**EXERCISE AIM:** Everything from the line containing "0L9 5L2 625L89" through the line containing "positive clicks: (3, 617)" in the listing below should be copied exactly, and nothing more.

**TASK INPUT:**
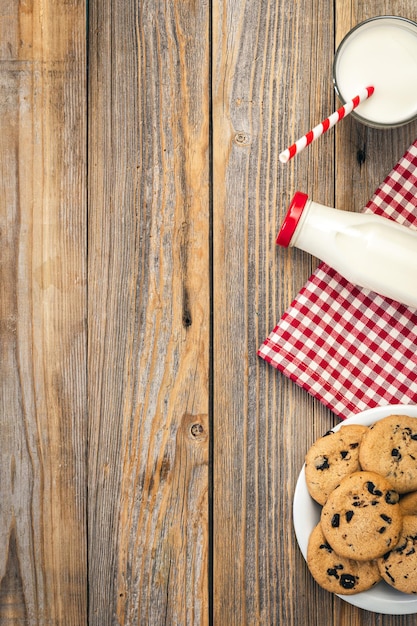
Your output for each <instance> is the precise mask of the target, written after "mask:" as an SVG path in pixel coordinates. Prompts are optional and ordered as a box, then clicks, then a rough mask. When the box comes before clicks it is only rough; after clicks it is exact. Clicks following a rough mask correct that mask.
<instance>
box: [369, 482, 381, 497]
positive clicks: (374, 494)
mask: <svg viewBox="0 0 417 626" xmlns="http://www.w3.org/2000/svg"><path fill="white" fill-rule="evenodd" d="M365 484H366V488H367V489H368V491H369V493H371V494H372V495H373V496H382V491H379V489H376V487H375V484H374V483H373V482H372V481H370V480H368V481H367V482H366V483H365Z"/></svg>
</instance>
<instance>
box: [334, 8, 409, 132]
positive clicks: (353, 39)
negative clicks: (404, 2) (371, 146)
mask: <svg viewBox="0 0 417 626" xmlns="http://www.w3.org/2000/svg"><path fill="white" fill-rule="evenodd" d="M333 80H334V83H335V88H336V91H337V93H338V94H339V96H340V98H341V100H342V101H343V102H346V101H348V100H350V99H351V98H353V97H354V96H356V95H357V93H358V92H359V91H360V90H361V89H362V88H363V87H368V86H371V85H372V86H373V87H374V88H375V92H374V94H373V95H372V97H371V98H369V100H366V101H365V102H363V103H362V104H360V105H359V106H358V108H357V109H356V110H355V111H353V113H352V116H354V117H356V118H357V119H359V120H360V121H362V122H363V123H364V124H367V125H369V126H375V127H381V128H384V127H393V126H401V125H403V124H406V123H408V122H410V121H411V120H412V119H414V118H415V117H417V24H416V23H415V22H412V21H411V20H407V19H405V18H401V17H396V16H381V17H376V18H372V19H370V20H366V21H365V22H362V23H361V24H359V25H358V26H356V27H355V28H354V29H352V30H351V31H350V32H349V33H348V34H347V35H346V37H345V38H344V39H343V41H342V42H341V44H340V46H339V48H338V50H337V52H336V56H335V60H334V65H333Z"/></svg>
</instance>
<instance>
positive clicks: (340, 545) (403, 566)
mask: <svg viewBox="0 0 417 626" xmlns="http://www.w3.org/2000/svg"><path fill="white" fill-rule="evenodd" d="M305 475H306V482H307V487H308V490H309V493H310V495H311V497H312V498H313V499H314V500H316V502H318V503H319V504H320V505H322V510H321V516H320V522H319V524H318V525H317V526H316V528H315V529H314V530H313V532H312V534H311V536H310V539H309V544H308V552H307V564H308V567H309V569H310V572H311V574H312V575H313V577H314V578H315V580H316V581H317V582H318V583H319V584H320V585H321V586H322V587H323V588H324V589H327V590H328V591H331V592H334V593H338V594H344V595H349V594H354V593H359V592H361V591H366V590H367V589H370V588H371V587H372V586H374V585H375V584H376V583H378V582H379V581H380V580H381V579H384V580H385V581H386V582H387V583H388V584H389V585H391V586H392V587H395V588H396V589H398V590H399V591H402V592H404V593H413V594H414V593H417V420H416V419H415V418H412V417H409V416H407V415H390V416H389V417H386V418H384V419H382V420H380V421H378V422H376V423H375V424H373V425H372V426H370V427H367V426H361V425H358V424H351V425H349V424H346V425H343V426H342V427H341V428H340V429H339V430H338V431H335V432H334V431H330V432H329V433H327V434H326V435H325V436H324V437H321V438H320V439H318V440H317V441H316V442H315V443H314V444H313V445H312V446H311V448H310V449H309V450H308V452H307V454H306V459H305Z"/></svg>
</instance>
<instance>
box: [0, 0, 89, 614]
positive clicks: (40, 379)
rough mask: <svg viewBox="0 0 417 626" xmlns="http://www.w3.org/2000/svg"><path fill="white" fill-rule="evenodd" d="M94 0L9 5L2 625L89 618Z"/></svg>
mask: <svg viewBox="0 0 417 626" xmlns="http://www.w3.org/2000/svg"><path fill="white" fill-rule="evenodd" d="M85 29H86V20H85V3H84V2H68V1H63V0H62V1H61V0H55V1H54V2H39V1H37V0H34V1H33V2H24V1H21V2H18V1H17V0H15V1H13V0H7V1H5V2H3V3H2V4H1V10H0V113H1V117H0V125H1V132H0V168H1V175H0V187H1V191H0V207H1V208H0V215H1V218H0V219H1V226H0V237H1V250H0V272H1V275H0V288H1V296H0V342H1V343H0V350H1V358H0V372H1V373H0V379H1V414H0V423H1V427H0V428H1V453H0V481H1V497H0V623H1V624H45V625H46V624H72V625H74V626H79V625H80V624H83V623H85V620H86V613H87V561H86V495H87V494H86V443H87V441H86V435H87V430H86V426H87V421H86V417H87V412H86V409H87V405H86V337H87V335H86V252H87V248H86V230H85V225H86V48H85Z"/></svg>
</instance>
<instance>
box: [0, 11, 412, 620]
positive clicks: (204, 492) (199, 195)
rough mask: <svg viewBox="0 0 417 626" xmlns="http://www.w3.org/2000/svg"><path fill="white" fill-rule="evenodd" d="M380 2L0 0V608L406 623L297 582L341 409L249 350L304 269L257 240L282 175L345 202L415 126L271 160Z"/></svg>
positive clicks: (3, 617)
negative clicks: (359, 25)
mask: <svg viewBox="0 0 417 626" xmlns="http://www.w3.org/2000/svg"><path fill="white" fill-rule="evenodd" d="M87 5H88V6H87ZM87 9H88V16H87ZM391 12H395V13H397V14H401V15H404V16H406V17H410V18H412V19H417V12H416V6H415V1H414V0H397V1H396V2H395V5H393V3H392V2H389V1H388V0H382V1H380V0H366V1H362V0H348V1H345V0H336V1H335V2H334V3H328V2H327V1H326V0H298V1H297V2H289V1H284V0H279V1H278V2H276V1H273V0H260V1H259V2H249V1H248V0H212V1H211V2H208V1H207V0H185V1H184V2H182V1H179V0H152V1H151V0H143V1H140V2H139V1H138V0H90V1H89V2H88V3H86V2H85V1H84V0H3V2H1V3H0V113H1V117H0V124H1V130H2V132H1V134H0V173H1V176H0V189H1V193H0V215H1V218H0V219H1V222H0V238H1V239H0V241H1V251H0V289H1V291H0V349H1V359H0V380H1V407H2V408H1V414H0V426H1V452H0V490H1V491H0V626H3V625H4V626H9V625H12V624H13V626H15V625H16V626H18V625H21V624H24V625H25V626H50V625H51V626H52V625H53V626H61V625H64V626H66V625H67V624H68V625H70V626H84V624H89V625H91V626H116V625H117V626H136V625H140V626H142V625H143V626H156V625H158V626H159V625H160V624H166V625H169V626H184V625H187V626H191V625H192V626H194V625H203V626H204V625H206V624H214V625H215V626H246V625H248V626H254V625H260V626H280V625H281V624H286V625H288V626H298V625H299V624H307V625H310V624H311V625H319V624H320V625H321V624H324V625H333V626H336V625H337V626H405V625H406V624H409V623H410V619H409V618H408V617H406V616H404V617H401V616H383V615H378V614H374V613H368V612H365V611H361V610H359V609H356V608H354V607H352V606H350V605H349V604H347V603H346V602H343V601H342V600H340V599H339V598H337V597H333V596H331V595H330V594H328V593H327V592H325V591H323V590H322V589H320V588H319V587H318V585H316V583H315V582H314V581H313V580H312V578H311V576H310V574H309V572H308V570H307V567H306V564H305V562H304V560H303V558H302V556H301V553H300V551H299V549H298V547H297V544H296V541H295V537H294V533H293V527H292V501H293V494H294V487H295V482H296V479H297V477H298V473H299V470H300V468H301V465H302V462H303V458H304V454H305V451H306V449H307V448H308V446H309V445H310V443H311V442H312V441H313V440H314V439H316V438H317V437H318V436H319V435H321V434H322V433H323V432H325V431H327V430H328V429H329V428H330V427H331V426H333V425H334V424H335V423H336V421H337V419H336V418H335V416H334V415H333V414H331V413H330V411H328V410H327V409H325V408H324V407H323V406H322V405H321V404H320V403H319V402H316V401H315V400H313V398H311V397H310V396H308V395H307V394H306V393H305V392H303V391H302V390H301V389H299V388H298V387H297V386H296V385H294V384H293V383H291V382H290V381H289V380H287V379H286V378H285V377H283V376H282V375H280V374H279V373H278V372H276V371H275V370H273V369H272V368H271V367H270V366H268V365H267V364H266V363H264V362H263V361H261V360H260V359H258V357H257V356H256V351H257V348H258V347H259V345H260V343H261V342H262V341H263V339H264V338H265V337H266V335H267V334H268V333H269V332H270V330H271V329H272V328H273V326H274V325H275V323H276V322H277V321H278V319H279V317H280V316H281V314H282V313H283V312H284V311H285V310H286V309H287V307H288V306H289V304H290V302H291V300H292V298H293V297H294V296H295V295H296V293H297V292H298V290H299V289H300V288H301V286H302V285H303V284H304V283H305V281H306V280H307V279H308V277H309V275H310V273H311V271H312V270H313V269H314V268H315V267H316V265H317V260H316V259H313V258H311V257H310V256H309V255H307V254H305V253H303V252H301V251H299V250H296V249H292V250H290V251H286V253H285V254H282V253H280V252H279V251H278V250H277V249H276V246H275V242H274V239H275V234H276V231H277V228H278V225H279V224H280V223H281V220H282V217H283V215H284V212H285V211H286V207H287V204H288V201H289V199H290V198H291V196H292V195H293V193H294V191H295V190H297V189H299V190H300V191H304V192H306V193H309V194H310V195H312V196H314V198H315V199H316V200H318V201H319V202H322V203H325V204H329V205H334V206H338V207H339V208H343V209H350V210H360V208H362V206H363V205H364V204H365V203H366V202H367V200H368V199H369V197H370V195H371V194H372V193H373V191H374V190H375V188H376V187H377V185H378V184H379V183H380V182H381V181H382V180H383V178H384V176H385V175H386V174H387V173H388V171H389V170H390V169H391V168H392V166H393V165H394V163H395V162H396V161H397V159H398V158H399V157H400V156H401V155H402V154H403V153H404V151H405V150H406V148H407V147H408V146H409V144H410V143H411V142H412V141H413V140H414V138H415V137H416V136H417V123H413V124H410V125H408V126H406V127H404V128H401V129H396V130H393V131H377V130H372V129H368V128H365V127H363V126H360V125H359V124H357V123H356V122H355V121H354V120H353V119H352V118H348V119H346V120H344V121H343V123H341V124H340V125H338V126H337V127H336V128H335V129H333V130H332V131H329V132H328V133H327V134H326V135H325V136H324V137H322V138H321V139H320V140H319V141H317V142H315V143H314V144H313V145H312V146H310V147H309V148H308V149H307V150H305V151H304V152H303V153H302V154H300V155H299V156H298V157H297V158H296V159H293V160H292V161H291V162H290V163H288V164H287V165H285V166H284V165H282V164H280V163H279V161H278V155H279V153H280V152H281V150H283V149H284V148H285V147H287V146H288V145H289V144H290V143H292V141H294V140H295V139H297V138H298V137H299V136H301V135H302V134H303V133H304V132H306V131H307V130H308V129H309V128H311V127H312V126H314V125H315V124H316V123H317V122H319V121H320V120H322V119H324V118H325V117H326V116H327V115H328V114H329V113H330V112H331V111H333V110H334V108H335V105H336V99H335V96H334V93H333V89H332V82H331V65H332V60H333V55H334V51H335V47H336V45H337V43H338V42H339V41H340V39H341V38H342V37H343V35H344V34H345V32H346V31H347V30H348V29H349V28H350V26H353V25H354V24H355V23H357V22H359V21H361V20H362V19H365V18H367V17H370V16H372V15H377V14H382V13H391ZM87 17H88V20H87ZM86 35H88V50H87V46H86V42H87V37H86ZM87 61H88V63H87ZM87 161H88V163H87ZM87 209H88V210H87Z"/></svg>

**ANSWER TO THE PROBLEM:**
rough mask: <svg viewBox="0 0 417 626" xmlns="http://www.w3.org/2000/svg"><path fill="white" fill-rule="evenodd" d="M94 0L9 5L2 625L89 618Z"/></svg>
mask: <svg viewBox="0 0 417 626" xmlns="http://www.w3.org/2000/svg"><path fill="white" fill-rule="evenodd" d="M85 29H86V20H85V3H84V2H68V1H63V0H62V1H61V0H55V1H54V2H39V1H37V0H34V1H33V2H24V1H21V2H18V1H17V0H15V1H13V0H7V1H5V2H3V3H2V4H1V10H0V113H1V117H0V125H1V132H0V168H1V175H0V187H1V191H0V207H1V208H0V215H1V218H0V219H1V226H0V237H1V250H0V272H1V275H0V288H1V296H0V342H1V343H0V350H1V358H0V372H1V373H0V379H1V414H0V423H1V427H0V428H1V453H0V481H1V497H0V623H1V624H45V625H46V624H72V625H74V626H79V625H80V624H83V623H85V620H86V613H87V561H86V495H87V494H86V443H87V441H86V435H87V430H86V426H87V421H86V417H87V412H86V409H87V405H86V337H87V335H86V252H87V248H86V230H85V225H86V48H85Z"/></svg>
</instance>
<instance>
box: [0, 11, 412, 620]
positive clicks: (204, 492) (199, 195)
rough mask: <svg viewBox="0 0 417 626" xmlns="http://www.w3.org/2000/svg"><path fill="white" fill-rule="evenodd" d="M380 2L0 0V608L406 623L297 582L341 409L249 350L304 269L257 240L282 175L345 202L415 126L271 160Z"/></svg>
positive clicks: (3, 617)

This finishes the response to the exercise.